Once the line with "box: [39, 105, 207, 158]" is found in the entries below, repeat it and each following line exactly, up to and including the line with "107L126 124L105 145L84". Add no other lines.

(Data in this exercise)

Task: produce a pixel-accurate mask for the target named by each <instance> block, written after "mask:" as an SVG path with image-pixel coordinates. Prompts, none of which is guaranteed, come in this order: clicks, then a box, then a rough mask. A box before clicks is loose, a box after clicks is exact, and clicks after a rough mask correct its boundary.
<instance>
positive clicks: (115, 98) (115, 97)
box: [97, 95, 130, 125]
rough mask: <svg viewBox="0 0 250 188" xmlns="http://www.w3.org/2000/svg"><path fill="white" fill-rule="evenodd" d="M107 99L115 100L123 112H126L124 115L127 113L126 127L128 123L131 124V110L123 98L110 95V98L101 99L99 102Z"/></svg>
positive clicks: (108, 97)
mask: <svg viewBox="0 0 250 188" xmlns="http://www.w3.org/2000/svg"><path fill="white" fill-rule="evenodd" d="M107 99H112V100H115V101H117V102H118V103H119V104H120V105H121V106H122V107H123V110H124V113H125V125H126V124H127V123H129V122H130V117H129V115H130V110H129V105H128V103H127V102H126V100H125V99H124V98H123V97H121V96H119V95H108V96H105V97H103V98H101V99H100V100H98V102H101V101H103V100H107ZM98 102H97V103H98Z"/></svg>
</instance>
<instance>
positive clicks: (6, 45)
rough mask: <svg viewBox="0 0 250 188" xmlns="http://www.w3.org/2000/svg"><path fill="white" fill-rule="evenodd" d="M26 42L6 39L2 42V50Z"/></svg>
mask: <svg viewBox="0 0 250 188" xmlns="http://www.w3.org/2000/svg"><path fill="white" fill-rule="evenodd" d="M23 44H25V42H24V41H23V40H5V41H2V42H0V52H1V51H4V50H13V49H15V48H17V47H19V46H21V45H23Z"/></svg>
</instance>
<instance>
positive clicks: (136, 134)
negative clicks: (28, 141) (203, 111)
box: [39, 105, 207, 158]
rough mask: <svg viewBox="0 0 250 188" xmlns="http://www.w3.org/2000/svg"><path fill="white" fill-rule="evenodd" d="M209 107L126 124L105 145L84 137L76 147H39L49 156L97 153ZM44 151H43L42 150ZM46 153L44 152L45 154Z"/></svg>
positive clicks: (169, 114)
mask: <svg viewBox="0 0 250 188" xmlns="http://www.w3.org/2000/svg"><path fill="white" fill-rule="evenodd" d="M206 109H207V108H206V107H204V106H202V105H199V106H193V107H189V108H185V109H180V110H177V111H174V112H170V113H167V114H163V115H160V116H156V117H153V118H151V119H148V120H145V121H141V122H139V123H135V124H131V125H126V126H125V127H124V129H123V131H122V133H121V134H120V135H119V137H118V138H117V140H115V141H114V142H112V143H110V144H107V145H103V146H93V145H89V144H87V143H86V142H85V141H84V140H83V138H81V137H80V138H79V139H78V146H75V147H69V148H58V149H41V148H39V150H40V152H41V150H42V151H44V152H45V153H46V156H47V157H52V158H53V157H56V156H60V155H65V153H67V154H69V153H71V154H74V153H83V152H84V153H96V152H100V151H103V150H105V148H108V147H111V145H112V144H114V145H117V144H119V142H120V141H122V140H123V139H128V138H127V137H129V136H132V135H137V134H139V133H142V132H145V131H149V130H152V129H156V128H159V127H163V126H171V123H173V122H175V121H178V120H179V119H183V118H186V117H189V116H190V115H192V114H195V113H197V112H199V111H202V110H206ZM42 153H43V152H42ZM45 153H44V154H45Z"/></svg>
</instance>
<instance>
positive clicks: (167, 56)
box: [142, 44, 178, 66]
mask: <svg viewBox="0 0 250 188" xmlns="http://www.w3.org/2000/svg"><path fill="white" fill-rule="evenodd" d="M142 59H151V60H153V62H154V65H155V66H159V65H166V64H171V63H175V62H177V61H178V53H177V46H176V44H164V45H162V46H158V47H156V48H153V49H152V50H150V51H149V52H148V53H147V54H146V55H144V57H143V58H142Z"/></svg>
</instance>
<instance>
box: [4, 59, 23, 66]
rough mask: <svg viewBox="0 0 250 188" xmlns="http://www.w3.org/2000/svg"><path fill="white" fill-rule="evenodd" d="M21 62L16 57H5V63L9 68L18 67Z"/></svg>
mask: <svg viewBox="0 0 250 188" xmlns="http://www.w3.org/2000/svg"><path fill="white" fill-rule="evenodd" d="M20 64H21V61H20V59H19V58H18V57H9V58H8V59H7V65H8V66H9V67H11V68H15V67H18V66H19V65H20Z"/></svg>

(End Data in this exercise)
(Data in this exercise)

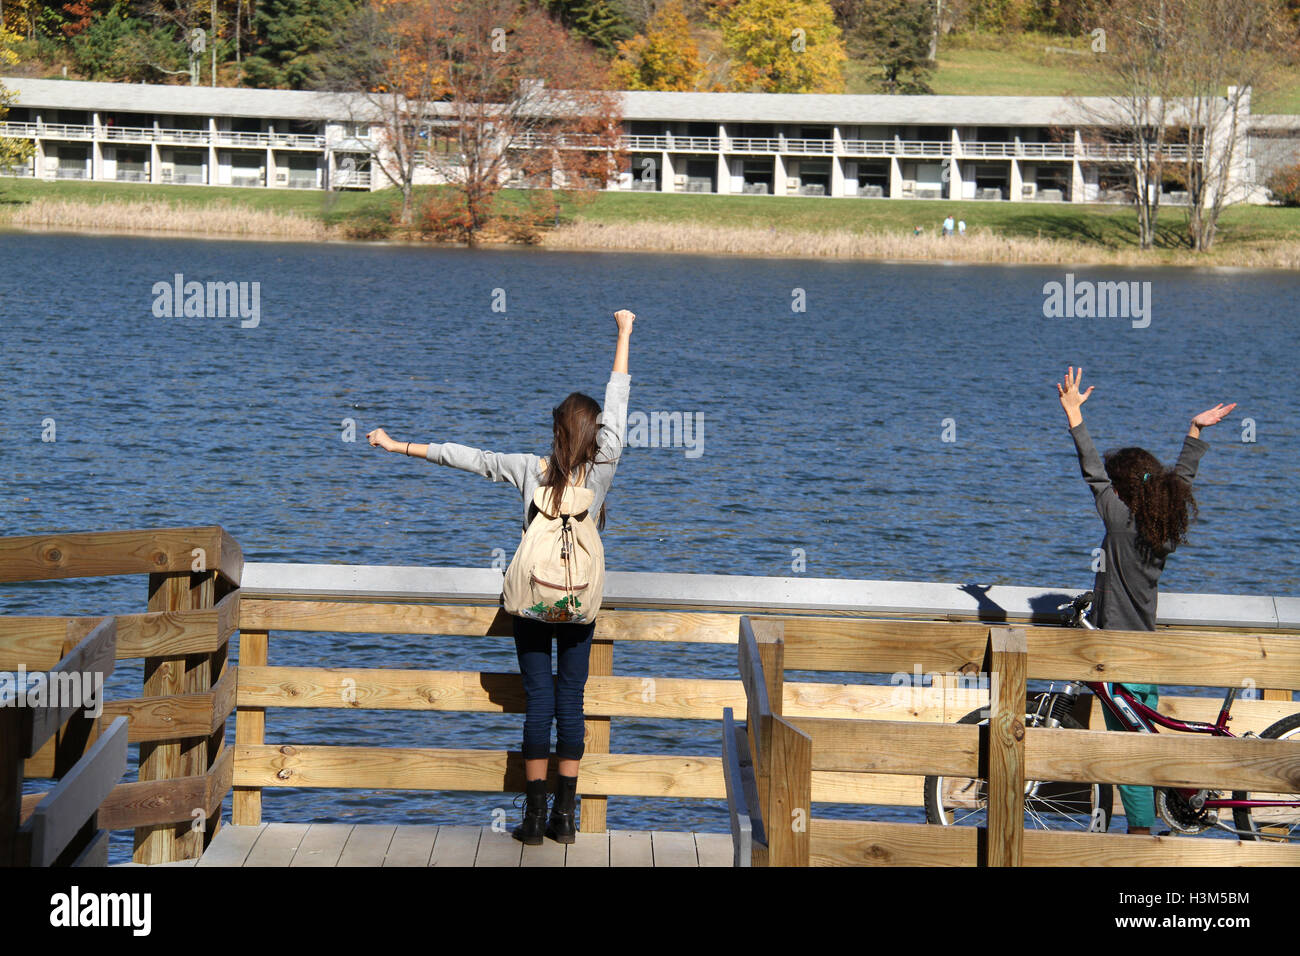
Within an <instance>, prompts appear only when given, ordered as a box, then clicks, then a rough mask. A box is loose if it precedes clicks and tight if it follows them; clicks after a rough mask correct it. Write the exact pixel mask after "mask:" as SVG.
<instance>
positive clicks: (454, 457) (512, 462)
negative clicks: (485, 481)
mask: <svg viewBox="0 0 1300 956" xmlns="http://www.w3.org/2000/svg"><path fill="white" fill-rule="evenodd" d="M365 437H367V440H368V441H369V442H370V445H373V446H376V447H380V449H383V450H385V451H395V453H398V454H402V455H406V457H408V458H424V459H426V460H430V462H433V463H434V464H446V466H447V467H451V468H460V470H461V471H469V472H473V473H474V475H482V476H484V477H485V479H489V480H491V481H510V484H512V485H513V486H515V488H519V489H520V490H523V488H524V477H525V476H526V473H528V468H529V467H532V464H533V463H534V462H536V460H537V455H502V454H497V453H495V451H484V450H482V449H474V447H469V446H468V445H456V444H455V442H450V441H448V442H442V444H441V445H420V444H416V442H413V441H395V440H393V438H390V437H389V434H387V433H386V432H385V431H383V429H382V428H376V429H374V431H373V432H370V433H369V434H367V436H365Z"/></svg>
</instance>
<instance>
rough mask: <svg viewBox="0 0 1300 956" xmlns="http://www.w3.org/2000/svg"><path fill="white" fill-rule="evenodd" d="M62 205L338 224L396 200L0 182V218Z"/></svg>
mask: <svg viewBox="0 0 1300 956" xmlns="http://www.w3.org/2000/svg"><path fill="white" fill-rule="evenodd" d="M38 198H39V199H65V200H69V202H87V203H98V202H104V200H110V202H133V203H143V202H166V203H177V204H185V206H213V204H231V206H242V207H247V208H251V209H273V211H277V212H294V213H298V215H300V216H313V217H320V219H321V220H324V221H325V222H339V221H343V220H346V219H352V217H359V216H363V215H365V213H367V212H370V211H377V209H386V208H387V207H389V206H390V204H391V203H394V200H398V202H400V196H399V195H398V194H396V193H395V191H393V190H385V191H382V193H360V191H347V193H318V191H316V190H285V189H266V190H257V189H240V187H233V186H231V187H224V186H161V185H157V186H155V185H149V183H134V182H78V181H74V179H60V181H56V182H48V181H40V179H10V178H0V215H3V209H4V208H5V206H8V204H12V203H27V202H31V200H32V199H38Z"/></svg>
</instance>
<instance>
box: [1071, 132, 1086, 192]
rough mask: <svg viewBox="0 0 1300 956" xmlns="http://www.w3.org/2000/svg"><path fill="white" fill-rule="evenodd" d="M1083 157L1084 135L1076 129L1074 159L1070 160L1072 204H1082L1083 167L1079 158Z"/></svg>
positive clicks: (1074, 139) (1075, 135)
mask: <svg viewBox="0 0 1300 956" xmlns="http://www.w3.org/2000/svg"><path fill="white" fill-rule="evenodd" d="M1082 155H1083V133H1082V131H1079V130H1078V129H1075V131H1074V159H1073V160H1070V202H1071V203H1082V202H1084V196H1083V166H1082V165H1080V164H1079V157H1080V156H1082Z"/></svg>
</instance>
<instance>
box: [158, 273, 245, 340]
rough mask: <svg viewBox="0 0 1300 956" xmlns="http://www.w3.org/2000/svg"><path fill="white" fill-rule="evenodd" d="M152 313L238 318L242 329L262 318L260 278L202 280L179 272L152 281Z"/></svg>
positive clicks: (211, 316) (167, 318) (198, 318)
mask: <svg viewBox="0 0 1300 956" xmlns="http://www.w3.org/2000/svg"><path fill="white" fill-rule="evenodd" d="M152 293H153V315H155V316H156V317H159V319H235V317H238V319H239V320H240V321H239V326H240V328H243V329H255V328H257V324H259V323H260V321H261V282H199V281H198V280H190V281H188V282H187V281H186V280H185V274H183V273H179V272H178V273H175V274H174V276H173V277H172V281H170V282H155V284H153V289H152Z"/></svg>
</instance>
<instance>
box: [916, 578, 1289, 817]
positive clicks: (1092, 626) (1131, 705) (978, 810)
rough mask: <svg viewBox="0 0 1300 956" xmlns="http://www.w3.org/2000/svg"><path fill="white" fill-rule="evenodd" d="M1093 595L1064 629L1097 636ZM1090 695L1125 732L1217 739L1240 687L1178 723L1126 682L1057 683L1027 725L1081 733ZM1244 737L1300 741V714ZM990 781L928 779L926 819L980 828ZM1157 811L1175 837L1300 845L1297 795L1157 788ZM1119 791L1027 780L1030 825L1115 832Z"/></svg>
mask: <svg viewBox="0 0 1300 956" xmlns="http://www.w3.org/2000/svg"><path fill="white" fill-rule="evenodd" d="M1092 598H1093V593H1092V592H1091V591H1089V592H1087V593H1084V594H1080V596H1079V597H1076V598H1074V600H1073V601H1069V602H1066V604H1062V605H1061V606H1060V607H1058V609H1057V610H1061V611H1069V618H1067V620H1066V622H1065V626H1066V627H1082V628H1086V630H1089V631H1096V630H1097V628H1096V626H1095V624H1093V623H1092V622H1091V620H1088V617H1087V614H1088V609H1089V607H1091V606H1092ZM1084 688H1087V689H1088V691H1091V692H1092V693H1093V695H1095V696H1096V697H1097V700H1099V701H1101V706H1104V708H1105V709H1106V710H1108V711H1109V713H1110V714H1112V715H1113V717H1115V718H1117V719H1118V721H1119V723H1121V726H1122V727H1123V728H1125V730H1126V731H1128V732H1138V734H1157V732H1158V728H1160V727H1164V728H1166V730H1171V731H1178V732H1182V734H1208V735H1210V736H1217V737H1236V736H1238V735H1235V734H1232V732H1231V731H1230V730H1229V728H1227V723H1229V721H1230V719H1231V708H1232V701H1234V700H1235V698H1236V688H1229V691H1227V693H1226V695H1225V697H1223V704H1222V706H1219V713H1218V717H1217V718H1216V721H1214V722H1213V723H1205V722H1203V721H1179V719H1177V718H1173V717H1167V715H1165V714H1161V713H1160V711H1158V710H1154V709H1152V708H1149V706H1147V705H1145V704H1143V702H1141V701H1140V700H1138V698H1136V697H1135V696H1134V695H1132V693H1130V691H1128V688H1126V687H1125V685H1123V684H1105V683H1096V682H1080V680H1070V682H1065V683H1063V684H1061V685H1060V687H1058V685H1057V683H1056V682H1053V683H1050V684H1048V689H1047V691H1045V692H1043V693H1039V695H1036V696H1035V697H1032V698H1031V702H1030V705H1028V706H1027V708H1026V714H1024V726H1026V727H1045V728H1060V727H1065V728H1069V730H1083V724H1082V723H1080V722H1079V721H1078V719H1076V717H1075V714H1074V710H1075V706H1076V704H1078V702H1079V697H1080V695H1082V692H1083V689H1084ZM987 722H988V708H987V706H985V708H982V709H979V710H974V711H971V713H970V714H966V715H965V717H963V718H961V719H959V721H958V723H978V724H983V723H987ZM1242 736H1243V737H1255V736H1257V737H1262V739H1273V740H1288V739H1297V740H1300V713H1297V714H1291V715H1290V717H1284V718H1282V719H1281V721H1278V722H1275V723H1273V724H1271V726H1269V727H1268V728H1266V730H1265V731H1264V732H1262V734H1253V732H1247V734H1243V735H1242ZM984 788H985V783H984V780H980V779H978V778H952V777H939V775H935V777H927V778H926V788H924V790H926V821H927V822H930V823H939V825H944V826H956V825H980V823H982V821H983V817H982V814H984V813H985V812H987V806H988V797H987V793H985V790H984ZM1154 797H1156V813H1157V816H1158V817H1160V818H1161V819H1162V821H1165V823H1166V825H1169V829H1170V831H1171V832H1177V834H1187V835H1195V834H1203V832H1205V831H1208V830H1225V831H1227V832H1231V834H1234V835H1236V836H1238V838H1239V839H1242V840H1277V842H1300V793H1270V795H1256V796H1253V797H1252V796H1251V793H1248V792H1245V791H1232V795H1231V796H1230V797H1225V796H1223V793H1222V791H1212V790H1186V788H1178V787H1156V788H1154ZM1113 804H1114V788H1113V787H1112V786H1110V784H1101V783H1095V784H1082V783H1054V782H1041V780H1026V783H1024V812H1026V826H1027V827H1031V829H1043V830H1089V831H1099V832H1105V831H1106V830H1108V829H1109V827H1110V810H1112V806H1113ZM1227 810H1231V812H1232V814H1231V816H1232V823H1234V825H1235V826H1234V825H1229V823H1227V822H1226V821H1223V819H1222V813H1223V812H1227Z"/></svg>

(End Data in this exercise)

◆ **Answer space**:
box: [39, 105, 207, 158]
rough mask: <svg viewBox="0 0 250 188" xmlns="http://www.w3.org/2000/svg"><path fill="white" fill-rule="evenodd" d="M209 107L126 124L105 145L84 137L76 147H39L49 156L97 153ZM44 151H43L42 150ZM46 153L44 152L45 154Z"/></svg>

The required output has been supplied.